Dataset rows:
## BEGIN
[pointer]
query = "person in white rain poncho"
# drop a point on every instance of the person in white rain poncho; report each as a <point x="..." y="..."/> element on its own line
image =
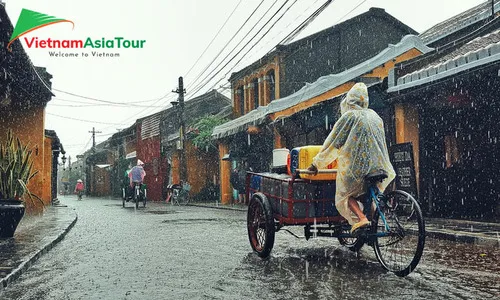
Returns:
<point x="358" y="141"/>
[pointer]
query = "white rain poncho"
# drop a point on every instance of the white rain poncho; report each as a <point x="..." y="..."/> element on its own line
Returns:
<point x="358" y="142"/>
## END
→ **TASK PROMPT**: Print all of the records above word for word, leaving out the pictures.

→ **EXPECTED ANSWER**:
[pointer]
query = "person in white rain poncho"
# drop a point on every instance of the person in white rain poncho; report each as a <point x="..." y="..."/> element on its own line
image =
Returns:
<point x="358" y="141"/>
[pointer]
query = "white rain poncho"
# drop a point on every instance of the white rain poncho; report each as a <point x="..." y="..."/> element on its own line
Returns:
<point x="358" y="142"/>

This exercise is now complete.